__Data shown__:
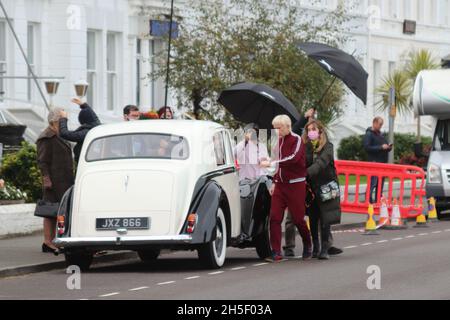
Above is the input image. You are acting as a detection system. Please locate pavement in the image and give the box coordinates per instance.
[0,221,450,300]
[0,214,396,279]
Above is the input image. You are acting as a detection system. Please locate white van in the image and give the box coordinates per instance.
[414,69,450,218]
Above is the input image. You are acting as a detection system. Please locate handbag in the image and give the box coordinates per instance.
[34,200,59,218]
[319,180,341,202]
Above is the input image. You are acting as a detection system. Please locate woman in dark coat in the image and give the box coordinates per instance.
[59,99,100,163]
[36,108,74,252]
[303,119,342,260]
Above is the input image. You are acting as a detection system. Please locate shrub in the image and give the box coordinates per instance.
[337,133,432,166]
[0,184,27,200]
[1,142,42,202]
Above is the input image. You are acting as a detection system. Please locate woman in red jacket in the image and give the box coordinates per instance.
[261,115,312,262]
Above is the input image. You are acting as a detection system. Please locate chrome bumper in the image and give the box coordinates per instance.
[53,235,192,248]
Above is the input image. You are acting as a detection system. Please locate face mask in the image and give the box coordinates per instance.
[308,131,320,141]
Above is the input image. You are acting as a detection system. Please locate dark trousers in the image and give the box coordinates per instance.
[283,202,333,252]
[270,182,312,253]
[308,205,333,252]
[369,177,385,203]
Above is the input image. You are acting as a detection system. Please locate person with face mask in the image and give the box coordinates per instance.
[363,117,393,203]
[302,119,342,260]
[123,105,141,121]
[235,123,269,181]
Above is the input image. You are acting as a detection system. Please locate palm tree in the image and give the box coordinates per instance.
[375,70,412,163]
[405,49,440,143]
[375,70,412,118]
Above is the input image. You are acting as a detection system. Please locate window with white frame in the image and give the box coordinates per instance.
[416,0,423,22]
[429,0,437,24]
[389,61,396,75]
[106,33,117,111]
[0,21,7,99]
[86,30,97,107]
[372,60,381,96]
[441,0,450,26]
[403,0,412,20]
[136,38,142,106]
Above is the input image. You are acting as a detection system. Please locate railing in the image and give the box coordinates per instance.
[335,161,425,218]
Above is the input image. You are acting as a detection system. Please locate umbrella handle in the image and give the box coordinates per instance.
[314,77,336,110]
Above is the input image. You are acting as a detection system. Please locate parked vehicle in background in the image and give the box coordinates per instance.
[413,69,450,218]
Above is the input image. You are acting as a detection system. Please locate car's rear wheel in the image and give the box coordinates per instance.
[137,249,161,263]
[436,207,450,220]
[255,217,272,259]
[198,208,227,269]
[64,251,94,271]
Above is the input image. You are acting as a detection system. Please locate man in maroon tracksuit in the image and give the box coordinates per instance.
[261,115,312,261]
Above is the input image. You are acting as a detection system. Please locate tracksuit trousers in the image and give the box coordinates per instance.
[270,182,312,254]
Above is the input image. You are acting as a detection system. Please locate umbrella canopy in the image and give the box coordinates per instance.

__What you will do__: Give all the material above as a Markdown table with the columns Row and Line, numbering each line and skipping blank ones. Leave the picture out.

__Response for this exercise__:
| Row | Line |
|---|---|
| 1 | Above is the input image. You are acting as a detection system. Please locate pavement in the image and give the box coordinates per instance. |
| 2 | [0,221,450,300] |
| 3 | [0,214,396,279] |
| 4 | Above is the input image. You are acting as a detection system. Please locate white van in the image and give the box coordinates per instance. |
| 5 | [414,69,450,218] |
| 6 | Above is the input image. You are acting as a detection system. Please locate handbag in the image and give the box coordinates per instance. |
| 7 | [34,200,59,218] |
| 8 | [319,180,341,202] |
| 9 | Above is the input image. You are acting as a detection system. Please locate woman in dark coat in the image and give the box coordinates per instance. |
| 10 | [59,99,100,163] |
| 11 | [36,108,74,252] |
| 12 | [303,119,342,260] |
| 13 | Above is the input image. You are acting as a detection system. Please locate shrub in the image and give the box coordinates per instance. |
| 14 | [337,133,432,166] |
| 15 | [0,184,27,200] |
| 16 | [1,142,42,202] |
| 17 | Above is the input image. You are acting as a detection system. Please locate woman in red jacket in the image and give the box coordinates per instance. |
| 18 | [261,115,312,262] |
| 19 | Above is the input image. You are acting as a detection system. Please locate chrome bumper in the image and give the box coordinates per instance. |
| 20 | [53,235,192,248] |
| 21 | Above is the input image. You are acting as a detection system. Please locate face mask in the image and give the box coordinates per instance. |
| 22 | [308,131,320,141] |
| 23 | Above is the input image. You are acting as a detection system. Please locate dark trousers in the image and give the box coordinates per instance. |
| 24 | [283,202,333,252] |
| 25 | [270,182,312,253] |
| 26 | [308,205,333,252] |
| 27 | [369,177,385,203] |
| 28 | Above is the input image. You are acting as a detection system. Please locate person with face mask in the image and give the box coordinates per instance. |
| 29 | [363,117,393,203] |
| 30 | [302,119,342,260] |
| 31 | [123,105,141,121] |
| 32 | [235,123,269,181] |
| 33 | Above is the input image. You are acting as a detection system. Please locate palm tree in the image and give the box coordinates per instance. |
| 34 | [375,70,412,163] |
| 35 | [405,49,440,143] |
| 36 | [375,70,412,118] |
| 37 | Above is the input image. You are acting as a detection system. Please locate window with white frame in the image and give the box coordinates per instance. |
| 38 | [416,0,423,22] |
| 39 | [429,0,437,24] |
| 40 | [389,61,396,75] |
| 41 | [106,33,117,111] |
| 42 | [0,21,7,99] |
| 43 | [86,30,97,107] |
| 44 | [372,60,381,96] |
| 45 | [441,0,450,26] |
| 46 | [403,0,412,20] |
| 47 | [136,38,142,106] |
| 48 | Above is the input image. You are acting as a detection system. Please locate railing in the image and give the box coordinates per instance. |
| 49 | [335,161,425,218] |
| 50 | Above is the input image. You are acting as a detection system. Please locate umbrella handle in the image and give the box coordinates per instance. |
| 51 | [314,77,336,110] |
| 52 | Above is the input image. You are acting as a detection system. Please locate parked vehicle in background in the image and give the box coordinates per instance. |
| 53 | [413,69,450,218] |
| 54 | Above is the input image. You are acting as a detection system. Please locate car's rear wheel in the image and give the box coordinates per instance. |
| 55 | [137,249,161,263] |
| 56 | [436,207,450,220] |
| 57 | [255,217,272,259] |
| 58 | [198,208,227,269] |
| 59 | [64,251,94,271] |
| 60 | Above is the input image. You are acting as a detection system. Please locate man in maroon tracksuit in the image and give the box coordinates per instance. |
| 61 | [261,115,312,261] |
| 62 | Above is the input image. You are acting as a detection system. Please locate tracksuit trousers in the image and give the box coordinates per instance. |
| 63 | [270,182,312,254] |
| 64 | Above is the input image. You are acting as a detection system. Please locate umbrella canopy in the image and give the box coordinates per instance. |